• [Что сделать]
1/ Переведите на английский язык предложение из отрывка о Мечникове: «Ученики Мечникова получили мировую известность».
2/ Напишите продолжение отрывка о Мечникове, начиная сразу после его последнего предложения.

• [Предложенный отрывок]
______________________________
Ту же задачу подготовки учеников, которые смогут продолжать развитие науки, ставил перед собой и Мечников. Французские ученые были преимущественно склонны к индивидуальной работе: профессор производит исследования или единолично, или с немногими ассистентами. Мечников принес в Пастеровский институт совершенно иной принцип — коллективной научной работы, где один выдающийся руководитель держит в руках нити ряда исследований ученых, объединенных общей идеей.

Так была создана славная русская школа микробиологов. Ученики Мечникова получили мировую известность. Среди них были Безредка, Тарасевич, Диатроптов, Вейнберг, Чистович, Заболотный, Савченко, Омелянский, Циклинская, Власова, Метальников и многие другие.

Война, в которой нет победителей и побежденных

Из года в год шла упорная борьба между двумя направлениями в учении о невосприимчивости организмов к заразным болезням. Победив Пфейфера, Мечников не избавился от новых нападок. Профессор Эрлих разработал весьма сложную теорию, объясняющую борьбу организмов с ядами микробов — токсинами. Химические вещества — противоядия, по Эрлиху, никакого отношения к фагоцитам не имели. Другой микробиолог, Беринг, с своей стороны, дал науке теорию иммунитета, которая также отвергала участие фагоцитов в борьбе с заразными болезнями. Беринг впервые открыл антитоксины — противоядия организма, разрушающие яды микробов. Что же оставалось делать Илье Ильичу? Бороться и еще раз бороться, без устали и без передышки.
______________________________
• [Исходные данные]

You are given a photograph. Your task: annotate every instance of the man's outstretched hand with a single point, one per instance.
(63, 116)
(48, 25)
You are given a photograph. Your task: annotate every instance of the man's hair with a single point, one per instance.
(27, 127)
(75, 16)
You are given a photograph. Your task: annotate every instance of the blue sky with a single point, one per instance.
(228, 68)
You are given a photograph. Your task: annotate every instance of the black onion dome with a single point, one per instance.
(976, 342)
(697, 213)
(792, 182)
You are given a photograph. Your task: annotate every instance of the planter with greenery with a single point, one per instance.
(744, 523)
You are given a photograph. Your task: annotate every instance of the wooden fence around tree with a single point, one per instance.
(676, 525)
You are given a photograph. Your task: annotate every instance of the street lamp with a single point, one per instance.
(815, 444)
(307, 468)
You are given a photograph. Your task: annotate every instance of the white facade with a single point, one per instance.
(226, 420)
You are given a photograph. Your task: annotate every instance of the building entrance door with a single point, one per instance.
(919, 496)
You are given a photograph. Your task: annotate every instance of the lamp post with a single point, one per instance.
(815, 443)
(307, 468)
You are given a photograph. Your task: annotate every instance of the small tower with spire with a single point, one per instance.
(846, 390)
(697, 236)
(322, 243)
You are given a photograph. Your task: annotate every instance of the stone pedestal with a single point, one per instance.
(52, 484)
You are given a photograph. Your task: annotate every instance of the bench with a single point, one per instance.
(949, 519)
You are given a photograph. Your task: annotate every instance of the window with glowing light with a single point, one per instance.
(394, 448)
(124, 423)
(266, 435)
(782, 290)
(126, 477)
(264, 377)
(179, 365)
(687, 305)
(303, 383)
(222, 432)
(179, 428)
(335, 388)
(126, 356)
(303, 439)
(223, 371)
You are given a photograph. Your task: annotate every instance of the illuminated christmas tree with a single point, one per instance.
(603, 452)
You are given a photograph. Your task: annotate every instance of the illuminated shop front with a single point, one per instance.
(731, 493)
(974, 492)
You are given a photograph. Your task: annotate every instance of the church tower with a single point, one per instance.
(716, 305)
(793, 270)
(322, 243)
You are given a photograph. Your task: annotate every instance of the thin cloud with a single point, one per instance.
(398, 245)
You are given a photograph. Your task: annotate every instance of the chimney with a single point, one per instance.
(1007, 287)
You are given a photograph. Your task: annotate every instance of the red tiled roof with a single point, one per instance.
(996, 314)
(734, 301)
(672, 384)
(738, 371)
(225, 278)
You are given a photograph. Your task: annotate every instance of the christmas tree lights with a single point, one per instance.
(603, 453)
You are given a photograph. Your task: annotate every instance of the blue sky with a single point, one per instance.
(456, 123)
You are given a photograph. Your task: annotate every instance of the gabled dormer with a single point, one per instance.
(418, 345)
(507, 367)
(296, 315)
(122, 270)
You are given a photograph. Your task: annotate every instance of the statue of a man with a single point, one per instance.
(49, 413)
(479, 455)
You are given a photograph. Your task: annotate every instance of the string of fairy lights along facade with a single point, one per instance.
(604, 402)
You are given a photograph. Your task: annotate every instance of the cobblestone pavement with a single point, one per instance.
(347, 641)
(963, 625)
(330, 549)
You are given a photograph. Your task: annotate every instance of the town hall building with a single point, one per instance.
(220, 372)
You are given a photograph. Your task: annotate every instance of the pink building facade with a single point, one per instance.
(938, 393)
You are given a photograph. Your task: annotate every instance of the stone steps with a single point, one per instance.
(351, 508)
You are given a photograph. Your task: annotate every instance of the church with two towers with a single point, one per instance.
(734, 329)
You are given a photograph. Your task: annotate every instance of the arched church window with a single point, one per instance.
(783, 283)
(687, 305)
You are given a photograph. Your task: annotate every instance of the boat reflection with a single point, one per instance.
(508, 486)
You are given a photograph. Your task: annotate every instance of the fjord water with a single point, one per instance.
______________________________
• [Ответы к заданиям]
1/ Mechnikov's students gained worldwide fame.

2/
В лаборатории Мечникова можно найти все — от разводок микробов, имеющих размеры в тысячную долю миллиметра, до крокодилов трехметровой длины. Загадочные антитоксины должны быть изучены на всех ступенях животного мира. Необходимо досконально знать их родословную. Необходимо с антитоксинами проделать тот же гигантский труд, который на протяжении десятилетий он затратил на изучение фагоцитов. Нужно во что бы то ни стало найти цепочку, связывающую в единое целое все проявления невосприимчивости к болезням в животном царстве. Антитоксины и фагоциты наверняка связаны в борьбе против микробов. Но какова эта связь? Для ответа на этот вопрос нужно поставить тысячи опытов. За эту грандиозную работу и принялся Илья Ильич.

Быть может, сами микробы вырабатывают антитоксины, то есть сами себя обезвреживают? Или, быть может, одни микробы выделяют противоядия для других болезнетворных микробов? Опыт следует за опытом. Руки не поспевают за ходом беспокойной мысли. Приходит, наконец, ответ. Нет, микробы не вырабатывают антитоксинов.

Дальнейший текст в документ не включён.